**Set task:**
Rename "player" to "athlete" throughout the records below, keeping every other character the same. Leave the pictures out of your answer.
— Start Task data —
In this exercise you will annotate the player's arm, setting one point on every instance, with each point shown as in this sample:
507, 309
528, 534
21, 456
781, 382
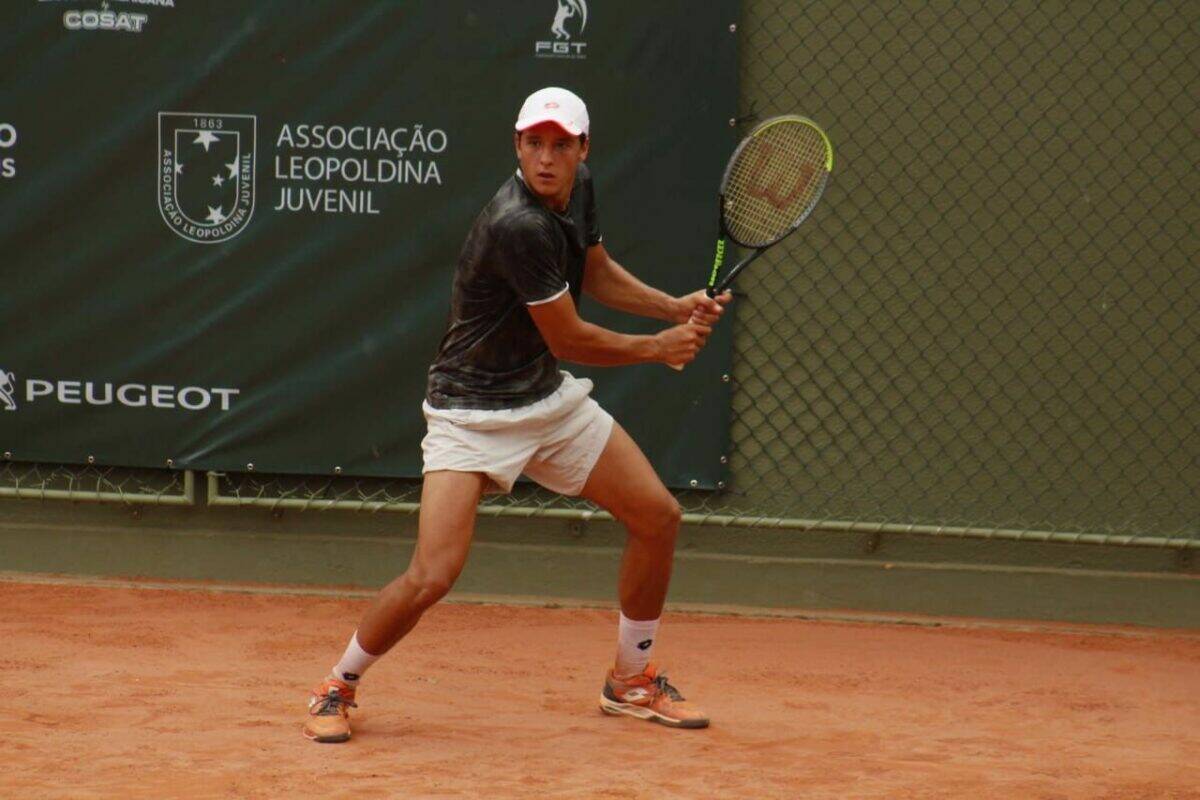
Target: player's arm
571, 338
610, 283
— End Task data —
**Answer to this task:**
In this exercise you will annotate the athlete's arm, setting one point on every instance, with each point shown as in this sample:
507, 309
528, 534
21, 456
781, 382
Target: athlete's arm
571, 338
610, 283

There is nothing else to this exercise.